**Text passage:**
Large language models are bad at knowing what they don't know-and that problem gets worse in non-English languages.
Researchers ran the first large-scale benchmark of uncertainty estimation (UE) methods across 22 languages, from well-resourced ones like Spanish and Chinese to low-resource languages with sparse training data. They tested nine different UE approaches-methods that help a model decide when to answer versus when to abstain-across multiple model sizes and architectures, using two human-curated question-and-answer datasets. The core finding: asking a model to reason in English, even when the question is written in a low-resource language, closes most of the reliability gap between rich and sparse-data languages.
That result reframes where the problem actually lives. Models aren't failing to understand low-resource languages-they're failing to generate reliable uncertainty signals in them. The bottleneck is on the output side, not the input side, which means a simple prompting change can substitute for years of additional training data. The study also found that the best UE method depends on model scale: smaller models do better with open-box probability-based techniques, while larger models are better served by closed-box self-verbalized uncertainty, where the model states its own confidence directly.
Uncertainty estimation rarely gets the spotlight that benchmark scores or context windows do, but it matters for any deployment where a wrong confident answer is worse than no answer at all-think medical triage tools, legal research assistants, or multilingual customer support. The multilingual gap in UE has been a known blind spot; this paper offers a practical workaround while the field waits for models trained on more balanced language data.

**What to produce:** Copy the text on multilingual uncertainty estimation from "Uncertainty estimation rarely" up to and including "balanced language data.", and swap out "legal research assistants" for "contract review tools".

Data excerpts

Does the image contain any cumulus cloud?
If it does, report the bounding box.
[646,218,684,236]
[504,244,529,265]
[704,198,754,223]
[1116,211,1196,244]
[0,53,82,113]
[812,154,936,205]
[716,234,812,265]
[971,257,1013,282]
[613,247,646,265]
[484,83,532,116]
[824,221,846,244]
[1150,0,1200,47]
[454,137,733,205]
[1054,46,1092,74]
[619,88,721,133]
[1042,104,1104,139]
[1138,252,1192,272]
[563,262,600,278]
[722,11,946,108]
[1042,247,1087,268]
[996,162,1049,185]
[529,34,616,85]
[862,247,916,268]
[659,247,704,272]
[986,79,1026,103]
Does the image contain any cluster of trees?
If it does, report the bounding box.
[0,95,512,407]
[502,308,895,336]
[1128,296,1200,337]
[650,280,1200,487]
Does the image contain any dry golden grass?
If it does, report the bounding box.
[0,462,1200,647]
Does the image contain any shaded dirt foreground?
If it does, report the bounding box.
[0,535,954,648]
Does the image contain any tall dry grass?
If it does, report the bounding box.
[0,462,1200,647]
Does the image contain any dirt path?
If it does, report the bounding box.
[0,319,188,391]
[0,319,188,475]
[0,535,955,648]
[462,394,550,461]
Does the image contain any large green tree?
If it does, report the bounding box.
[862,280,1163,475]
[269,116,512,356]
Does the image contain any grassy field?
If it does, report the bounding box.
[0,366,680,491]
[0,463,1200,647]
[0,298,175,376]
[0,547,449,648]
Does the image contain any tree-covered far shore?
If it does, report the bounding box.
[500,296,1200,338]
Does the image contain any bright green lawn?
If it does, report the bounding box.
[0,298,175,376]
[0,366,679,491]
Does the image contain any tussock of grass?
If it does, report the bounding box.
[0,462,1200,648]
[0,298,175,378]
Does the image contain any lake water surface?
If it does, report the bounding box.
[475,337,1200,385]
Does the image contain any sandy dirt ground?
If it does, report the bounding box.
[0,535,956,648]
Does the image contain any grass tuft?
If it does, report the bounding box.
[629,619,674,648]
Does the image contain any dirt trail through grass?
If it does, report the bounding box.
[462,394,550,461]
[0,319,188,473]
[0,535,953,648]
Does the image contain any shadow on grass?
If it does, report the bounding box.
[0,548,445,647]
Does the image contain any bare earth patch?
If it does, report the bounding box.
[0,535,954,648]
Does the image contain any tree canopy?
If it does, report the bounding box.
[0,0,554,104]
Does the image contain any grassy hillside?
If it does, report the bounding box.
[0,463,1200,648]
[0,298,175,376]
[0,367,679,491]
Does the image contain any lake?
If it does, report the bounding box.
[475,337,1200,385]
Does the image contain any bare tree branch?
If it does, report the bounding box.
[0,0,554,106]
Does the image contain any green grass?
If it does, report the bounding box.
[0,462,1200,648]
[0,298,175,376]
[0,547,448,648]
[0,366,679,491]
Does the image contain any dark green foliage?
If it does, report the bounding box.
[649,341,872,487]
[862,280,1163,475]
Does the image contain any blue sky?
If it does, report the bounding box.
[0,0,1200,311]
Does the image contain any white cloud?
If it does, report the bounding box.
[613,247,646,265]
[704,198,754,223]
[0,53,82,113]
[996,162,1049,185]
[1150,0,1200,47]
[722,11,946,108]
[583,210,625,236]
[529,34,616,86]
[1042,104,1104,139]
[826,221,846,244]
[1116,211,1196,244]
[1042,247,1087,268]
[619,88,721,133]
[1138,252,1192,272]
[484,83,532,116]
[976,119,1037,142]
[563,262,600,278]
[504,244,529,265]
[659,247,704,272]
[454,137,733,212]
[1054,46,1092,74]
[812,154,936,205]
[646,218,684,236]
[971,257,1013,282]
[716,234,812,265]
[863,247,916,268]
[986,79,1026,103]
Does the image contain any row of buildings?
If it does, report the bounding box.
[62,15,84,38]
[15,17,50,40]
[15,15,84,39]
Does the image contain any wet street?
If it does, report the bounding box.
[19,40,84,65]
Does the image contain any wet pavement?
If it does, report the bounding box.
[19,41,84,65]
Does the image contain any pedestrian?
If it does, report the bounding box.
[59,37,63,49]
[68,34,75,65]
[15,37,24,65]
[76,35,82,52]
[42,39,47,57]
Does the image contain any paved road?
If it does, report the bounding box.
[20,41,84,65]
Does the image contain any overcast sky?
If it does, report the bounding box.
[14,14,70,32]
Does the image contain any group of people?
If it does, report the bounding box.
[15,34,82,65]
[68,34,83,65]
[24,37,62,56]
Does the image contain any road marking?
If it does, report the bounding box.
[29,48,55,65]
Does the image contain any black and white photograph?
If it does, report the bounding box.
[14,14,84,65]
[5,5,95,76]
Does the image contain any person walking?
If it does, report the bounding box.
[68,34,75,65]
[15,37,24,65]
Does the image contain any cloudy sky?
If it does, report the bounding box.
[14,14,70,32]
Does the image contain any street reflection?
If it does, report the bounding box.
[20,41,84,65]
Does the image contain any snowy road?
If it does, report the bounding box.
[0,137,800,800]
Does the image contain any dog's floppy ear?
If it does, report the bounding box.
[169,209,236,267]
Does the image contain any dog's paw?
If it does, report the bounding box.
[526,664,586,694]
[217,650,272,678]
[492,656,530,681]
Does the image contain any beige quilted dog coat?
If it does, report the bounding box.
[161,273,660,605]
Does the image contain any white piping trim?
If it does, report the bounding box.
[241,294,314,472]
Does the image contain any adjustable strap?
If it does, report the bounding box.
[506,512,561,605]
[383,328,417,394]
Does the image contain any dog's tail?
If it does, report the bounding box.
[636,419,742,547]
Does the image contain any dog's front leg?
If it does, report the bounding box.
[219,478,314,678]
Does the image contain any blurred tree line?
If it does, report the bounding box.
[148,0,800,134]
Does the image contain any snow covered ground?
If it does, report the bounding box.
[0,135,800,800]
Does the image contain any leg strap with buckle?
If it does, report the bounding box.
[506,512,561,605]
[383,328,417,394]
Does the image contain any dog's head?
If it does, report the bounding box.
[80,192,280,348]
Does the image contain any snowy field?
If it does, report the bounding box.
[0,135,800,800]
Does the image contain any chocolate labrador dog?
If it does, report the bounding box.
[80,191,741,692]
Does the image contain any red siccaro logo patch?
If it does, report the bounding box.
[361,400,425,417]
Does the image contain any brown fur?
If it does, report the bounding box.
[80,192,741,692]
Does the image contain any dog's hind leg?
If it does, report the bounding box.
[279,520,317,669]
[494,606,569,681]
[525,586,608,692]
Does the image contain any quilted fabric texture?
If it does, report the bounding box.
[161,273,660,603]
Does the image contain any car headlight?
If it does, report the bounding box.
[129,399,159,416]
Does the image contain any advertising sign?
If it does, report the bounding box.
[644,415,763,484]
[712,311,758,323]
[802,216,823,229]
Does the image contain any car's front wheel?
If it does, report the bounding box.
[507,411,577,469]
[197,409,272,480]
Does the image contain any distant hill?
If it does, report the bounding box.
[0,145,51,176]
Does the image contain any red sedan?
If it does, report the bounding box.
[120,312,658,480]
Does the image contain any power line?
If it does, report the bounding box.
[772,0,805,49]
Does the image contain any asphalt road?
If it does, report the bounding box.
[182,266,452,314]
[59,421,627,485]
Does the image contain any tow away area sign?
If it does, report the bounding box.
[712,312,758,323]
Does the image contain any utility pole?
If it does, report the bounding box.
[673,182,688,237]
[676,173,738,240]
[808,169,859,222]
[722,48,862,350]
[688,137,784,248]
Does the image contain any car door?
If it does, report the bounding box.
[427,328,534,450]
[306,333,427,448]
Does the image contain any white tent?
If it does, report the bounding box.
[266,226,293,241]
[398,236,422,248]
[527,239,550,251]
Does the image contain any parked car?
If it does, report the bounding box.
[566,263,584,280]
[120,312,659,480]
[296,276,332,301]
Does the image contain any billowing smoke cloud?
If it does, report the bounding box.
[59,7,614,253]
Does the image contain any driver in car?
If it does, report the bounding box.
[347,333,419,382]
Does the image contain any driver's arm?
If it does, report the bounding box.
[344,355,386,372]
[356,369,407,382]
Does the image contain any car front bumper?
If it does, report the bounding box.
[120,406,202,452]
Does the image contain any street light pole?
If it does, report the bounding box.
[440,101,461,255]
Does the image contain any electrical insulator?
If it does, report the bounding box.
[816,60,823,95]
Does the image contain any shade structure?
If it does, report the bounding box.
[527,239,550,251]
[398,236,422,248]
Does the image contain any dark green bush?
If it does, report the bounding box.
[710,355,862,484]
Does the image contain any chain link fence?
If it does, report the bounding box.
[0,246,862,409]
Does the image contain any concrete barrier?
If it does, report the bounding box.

**Result for this exercise:**
Uncertainty estimation rarely gets the spotlight that benchmark scores or context windows do, but it matters for any deployment where a wrong confident answer is worse than no answer at all-think medical triage tools, contract review tools, or multilingual customer support. The multilingual gap in UE has been a known blind spot; this paper offers a practical workaround while the field waits for models trained on more balanced language data.